**PROBLEM DETAILS**
Please output the line that contains "Reviewer note: check that every instance of the soldier's" and all later lines of the material, exactly, through the end.

**SUPPLIED MATERIAL**
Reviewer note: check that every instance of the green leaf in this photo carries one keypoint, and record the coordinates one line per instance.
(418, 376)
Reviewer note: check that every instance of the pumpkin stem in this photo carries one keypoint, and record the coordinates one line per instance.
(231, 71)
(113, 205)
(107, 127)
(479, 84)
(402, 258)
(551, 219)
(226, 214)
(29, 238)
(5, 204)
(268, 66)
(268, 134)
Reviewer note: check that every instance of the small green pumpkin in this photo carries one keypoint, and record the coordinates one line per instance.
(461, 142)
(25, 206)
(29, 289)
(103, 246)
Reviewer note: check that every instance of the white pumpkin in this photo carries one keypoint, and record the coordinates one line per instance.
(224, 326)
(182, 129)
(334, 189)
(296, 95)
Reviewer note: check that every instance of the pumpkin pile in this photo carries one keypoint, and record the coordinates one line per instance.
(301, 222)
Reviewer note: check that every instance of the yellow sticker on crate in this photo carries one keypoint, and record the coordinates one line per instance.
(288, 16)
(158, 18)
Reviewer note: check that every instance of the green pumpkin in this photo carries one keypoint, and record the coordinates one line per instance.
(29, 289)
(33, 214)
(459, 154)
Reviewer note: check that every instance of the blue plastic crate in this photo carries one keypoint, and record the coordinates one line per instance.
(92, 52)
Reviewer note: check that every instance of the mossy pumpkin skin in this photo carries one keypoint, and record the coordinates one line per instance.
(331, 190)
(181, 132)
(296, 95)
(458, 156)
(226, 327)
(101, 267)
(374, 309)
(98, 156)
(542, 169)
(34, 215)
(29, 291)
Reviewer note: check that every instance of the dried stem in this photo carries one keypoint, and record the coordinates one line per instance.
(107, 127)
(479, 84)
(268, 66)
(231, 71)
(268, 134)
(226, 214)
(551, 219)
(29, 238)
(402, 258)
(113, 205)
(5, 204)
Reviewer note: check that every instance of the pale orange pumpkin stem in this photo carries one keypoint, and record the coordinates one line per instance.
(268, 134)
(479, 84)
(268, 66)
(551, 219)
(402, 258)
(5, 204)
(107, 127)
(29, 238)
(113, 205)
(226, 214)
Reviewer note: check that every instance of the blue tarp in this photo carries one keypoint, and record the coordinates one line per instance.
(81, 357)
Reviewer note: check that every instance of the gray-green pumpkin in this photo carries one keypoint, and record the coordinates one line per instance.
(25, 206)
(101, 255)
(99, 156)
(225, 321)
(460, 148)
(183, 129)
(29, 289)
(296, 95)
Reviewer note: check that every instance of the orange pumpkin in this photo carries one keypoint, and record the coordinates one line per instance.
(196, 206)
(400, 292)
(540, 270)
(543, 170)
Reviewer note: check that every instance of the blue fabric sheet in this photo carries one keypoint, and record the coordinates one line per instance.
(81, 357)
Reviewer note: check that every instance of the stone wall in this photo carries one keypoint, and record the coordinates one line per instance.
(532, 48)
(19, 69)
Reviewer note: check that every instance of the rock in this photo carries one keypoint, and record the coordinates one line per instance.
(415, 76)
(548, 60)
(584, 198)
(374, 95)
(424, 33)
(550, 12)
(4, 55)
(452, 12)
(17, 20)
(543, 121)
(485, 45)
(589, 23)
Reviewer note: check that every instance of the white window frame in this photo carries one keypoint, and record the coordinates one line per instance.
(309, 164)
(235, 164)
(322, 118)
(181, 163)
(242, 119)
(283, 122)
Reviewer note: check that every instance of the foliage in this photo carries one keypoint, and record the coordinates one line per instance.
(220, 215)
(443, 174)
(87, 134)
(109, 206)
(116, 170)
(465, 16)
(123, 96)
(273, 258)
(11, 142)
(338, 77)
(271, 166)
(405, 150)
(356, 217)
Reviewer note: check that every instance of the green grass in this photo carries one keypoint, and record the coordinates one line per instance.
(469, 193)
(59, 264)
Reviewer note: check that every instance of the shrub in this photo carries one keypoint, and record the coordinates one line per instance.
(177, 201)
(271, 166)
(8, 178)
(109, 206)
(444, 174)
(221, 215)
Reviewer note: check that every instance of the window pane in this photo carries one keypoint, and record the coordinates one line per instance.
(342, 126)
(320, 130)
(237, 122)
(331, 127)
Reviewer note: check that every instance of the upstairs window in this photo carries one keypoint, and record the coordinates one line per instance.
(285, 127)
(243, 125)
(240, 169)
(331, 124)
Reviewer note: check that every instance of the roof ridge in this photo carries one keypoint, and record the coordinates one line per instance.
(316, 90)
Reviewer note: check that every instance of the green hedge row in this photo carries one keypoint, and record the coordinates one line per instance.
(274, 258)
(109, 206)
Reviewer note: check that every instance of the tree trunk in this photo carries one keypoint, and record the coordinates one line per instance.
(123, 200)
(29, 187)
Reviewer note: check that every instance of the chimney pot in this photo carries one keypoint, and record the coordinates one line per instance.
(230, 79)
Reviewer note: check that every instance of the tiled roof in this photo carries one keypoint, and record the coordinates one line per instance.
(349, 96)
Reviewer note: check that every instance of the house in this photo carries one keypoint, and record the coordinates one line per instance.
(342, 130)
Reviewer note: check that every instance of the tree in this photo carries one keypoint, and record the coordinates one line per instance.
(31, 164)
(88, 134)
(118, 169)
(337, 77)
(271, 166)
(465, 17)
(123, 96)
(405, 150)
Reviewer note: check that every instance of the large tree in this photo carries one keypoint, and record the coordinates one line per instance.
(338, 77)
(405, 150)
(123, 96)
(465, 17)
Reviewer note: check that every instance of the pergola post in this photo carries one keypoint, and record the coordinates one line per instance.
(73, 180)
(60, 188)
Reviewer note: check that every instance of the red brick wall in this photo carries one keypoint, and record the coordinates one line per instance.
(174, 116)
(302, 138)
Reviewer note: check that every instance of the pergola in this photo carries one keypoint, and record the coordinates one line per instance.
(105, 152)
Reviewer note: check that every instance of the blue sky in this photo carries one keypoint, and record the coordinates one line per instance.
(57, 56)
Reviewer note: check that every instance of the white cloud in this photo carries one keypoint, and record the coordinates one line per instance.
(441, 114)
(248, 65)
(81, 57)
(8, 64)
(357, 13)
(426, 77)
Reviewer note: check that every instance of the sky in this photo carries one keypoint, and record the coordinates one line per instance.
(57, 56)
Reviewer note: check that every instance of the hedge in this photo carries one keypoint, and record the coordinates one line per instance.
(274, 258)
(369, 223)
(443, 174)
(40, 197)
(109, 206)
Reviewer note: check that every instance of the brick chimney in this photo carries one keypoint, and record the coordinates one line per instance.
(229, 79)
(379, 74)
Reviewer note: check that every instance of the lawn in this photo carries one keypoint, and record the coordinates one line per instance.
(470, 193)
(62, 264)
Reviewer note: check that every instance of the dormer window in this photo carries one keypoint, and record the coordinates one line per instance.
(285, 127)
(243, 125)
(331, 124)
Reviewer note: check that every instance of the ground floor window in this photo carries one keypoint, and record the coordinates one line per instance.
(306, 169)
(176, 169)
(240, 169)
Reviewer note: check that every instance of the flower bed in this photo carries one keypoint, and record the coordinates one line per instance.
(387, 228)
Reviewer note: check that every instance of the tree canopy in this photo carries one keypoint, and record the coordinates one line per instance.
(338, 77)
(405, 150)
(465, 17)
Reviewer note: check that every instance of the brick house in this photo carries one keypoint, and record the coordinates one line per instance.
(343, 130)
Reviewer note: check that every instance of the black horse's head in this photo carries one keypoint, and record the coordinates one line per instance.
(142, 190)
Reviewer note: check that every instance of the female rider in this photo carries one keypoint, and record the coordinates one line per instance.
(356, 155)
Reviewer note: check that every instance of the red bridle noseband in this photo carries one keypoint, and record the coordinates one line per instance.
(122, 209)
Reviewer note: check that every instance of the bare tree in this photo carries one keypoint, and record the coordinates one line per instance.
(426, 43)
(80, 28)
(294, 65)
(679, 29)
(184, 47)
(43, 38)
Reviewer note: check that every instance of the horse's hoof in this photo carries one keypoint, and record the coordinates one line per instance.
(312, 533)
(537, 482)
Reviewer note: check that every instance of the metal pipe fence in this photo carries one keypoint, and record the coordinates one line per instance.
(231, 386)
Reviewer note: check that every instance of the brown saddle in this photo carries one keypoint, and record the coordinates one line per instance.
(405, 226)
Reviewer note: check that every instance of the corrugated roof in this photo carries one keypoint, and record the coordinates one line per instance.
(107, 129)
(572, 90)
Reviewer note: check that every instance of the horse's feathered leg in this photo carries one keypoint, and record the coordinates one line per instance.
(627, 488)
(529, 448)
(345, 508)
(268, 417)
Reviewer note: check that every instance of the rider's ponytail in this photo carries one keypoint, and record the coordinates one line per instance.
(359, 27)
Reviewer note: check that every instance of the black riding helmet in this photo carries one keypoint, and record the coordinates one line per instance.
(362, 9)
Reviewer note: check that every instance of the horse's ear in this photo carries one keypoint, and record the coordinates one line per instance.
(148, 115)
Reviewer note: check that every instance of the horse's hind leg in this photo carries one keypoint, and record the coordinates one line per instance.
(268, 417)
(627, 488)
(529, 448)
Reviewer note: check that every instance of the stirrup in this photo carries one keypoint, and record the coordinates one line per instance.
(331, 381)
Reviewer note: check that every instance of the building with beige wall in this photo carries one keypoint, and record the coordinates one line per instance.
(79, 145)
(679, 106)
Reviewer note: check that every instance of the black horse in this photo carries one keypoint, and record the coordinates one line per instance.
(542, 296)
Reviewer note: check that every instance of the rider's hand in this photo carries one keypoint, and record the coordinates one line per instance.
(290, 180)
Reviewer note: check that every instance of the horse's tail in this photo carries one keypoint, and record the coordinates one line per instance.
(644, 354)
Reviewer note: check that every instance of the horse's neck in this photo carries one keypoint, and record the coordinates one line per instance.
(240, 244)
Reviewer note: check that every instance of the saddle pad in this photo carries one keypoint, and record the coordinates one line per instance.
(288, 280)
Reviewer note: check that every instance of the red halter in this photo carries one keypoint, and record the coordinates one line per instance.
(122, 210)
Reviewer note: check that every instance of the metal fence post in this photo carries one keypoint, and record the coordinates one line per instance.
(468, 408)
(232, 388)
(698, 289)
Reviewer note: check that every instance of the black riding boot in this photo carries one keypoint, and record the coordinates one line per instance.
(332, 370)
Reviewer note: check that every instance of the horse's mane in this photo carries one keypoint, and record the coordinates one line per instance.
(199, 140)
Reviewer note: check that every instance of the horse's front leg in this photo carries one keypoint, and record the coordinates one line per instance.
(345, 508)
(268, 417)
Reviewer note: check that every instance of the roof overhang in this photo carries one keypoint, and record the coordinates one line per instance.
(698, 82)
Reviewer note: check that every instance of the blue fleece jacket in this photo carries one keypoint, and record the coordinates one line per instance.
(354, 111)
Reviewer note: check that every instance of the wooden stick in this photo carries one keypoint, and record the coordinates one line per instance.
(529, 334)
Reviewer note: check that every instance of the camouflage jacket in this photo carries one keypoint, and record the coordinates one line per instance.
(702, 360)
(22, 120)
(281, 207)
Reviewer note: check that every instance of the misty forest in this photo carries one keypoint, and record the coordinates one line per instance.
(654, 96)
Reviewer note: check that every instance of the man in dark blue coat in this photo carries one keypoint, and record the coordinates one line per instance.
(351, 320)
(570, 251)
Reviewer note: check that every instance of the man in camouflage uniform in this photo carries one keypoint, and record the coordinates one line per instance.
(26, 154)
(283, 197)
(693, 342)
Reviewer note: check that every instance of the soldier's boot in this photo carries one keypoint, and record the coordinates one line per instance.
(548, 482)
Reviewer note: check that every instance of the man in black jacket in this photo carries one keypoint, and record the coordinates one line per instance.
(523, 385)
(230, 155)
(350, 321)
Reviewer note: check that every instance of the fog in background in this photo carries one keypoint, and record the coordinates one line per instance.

**RESPONSE FOR THIS EXERCISE**
Reviewer note: check that every instance of the soldier's boot in this photo carries one keypoint, and record the coordinates one line per instance.
(548, 482)
Reviewer note: check that every instance of the man in black jacket in this photo carries one keypoint, and record the coordinates one line per instance.
(523, 385)
(230, 155)
(350, 321)
Reviewer note: check that every instance of the fog in background in this photo carries one keypoint, and record the coordinates one line per instance.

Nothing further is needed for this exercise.